* **TEXT**
☆ ☆ ☆ ☆
Arxiv link to paper: [TinyStories: How Small Can Language Models Be and Still Speak Coherent English?](https://arxiv.org/abs/2305.07759).

## Setup

In [None]:
# Dowload libraries
! pip install datasets matplotlib einops tokenizers wandb pandas

In [None]:
# Imports
%load_ext autoreload
%autoreload 2

import json
import os
import sys
import math
import dataclasses
from IPython import display
from dataclasses import dataclass
from itertools import islice
from typing import *

import torch
import poptorch
from torch import nn, Tensor
import torch.nn.functional as F
import einops

import datasets
import tokenizers

import tqdm
import wandb
import numpy as np
import matplotlib.pyplot as plt
import pandas as pd
from pathlib import Path

In [None]:
NUMBER_OF_IPUS = int(os.getenv("NUM_AVAILABLE_IPU", 4))
MODEL_SAVING = True

In [None]:
! gc-monitor

## Configs

In [None]:
@dataclass
class ModelConfig:
    hidden_size: int
    depth: int
    seq_length: int
    head_size: int
    dtype: Literal['half', 'float', 'float16', 'float32']
    pipeline_stages: int
    checkpointing: bool

@dataclass
class TrainingConfig:
    lr: float
    steps: int
    batch_size: int
    compute_batch_size: int
    replicas: int
    device_iterations: int
    generation_temperature: float
    offloading: bool
    wd: float = 0.01

@dataclass
class Experiment:
    name: str
    model: ModelConfig
    train: TrainingConfig
    profiling: bool
    wandb: bool

## Transformer Model definition

This section contains all the components that make the transformer model. In particular:

- attention block
- feed-forward block
- residual and layer-norm that transform the above components into modules
- a transformer layer consisting of two modules
- model consisting of embedding, layer stack and de-embedding projection

Note: this implementation does not use dropout and uses [ALiBi](https://arxiv.org/abs/2108.12409) positional encoding scheme.

In [None]:
# Transformer attention module with relative positional encoding
class Attention(nn.Module):
    def __init__(self, config: ModelConfig):
        super().__init__()
        self.config = config
        self.n_heads = config.hidden_size // config.head_size
        self.qkv = nn.Linear(config.hidden_size, 3 * self.n_heads * config.head_size)
        self.out = nn.Linear(self.n_heads * config.head_size, config.hidden_size)
        self.attention_bias = nn.Parameter(self.gen_attention_bias(), requires_grad=False)
        
    def gen_attention_bias(self) -> Tensor:
        causal_mask = torch.tril(torch.ones((self.config.seq_length, self.config.seq_length), dtype=torch.float16))
        causal_mask = causal_mask.view(1, 1, self.config.seq_length, self.config.seq_length)
        alibi_mask = self.gen_alibi_mask(causal_mask)
☆ ☆ ☆ ☆
* **Box-labeled dataset extracts**
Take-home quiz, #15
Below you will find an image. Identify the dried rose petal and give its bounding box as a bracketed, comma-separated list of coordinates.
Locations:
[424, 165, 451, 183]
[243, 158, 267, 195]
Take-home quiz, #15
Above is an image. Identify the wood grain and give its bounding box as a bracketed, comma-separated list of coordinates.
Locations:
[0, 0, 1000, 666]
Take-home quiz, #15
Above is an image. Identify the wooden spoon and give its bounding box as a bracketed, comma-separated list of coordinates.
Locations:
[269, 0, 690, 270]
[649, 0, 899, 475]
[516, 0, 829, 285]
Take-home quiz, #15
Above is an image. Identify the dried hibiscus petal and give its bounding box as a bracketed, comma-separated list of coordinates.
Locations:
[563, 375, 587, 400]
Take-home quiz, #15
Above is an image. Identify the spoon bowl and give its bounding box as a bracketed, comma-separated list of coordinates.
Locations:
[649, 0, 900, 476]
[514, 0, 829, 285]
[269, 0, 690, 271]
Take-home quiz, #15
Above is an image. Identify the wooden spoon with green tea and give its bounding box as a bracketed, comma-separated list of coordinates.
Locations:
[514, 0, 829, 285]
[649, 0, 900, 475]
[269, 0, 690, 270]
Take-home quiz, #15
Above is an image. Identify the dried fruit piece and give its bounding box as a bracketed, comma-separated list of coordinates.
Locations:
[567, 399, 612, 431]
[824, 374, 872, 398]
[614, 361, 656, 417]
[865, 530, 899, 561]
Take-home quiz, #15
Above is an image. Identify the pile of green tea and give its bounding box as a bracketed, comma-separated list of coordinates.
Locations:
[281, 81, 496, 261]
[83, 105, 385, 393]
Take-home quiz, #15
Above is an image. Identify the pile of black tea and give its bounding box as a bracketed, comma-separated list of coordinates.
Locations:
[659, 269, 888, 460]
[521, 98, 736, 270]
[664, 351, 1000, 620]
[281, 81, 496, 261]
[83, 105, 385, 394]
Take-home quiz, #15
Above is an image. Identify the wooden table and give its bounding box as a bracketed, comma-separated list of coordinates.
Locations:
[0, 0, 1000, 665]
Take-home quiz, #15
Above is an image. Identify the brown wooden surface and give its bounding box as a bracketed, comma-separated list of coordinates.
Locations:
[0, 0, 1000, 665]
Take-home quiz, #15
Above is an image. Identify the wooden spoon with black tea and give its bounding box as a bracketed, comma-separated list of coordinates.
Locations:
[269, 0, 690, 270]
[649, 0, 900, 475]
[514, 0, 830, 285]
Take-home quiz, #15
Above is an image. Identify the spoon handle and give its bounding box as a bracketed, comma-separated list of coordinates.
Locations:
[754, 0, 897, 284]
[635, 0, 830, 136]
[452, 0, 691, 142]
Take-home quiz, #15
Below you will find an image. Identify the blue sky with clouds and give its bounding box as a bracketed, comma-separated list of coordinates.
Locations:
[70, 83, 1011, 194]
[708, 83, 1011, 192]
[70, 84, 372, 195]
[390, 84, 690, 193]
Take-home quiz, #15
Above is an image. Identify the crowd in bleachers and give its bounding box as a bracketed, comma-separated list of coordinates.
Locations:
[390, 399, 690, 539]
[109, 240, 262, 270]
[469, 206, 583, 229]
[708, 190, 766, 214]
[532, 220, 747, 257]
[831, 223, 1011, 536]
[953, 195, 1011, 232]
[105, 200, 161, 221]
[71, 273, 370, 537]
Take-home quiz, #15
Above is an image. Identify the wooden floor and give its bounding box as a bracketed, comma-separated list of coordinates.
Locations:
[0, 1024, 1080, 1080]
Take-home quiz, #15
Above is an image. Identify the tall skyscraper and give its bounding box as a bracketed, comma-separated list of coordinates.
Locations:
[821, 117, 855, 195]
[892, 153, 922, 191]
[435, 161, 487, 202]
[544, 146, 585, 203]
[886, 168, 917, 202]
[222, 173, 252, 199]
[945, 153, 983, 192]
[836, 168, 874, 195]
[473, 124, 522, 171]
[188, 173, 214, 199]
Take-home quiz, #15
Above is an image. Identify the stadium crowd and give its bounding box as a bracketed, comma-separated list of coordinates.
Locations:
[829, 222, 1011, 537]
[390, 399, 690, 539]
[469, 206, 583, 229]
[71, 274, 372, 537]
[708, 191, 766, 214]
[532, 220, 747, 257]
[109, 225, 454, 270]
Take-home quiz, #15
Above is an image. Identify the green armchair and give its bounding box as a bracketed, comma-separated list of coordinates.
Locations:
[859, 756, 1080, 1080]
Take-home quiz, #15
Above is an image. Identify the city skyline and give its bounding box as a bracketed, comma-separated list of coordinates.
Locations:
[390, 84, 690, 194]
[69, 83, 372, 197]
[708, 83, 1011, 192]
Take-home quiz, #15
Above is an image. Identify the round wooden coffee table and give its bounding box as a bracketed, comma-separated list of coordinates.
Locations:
☆ ☆ ☆ ☆
* **WRITTEN INSTRUCTION 1**
Which fields does the ModelConfig class in the TinyStories notebook declare?
* **WRITTEN INSTRUCTION 2**
Transcribe the rows of the box-labeled dataset extracts word for word, beginning at the first line of those rows and stopping after the line that contains "[0, 0, 1000, 666]".

* **COMPLETE OUTPUT 1**
hidden_size, depth, seq_length, head_size, dtype, pipeline_stages, checkpointing

* **COMPLETE OUTPUT 2**
Take-home quiz, #15
Below you will find an image. Identify the dried rose petal and give its bounding box as a bracketed, comma-separated list of coordinates.
Locations:
[424, 165, 451, 183]
[243, 158, 267, 195]
Take-home quiz, #15
Above is an image. Identify the wood grain and give its bounding box as a bracketed, comma-separated list of coordinates.
Locations:
[0, 0, 1000, 666]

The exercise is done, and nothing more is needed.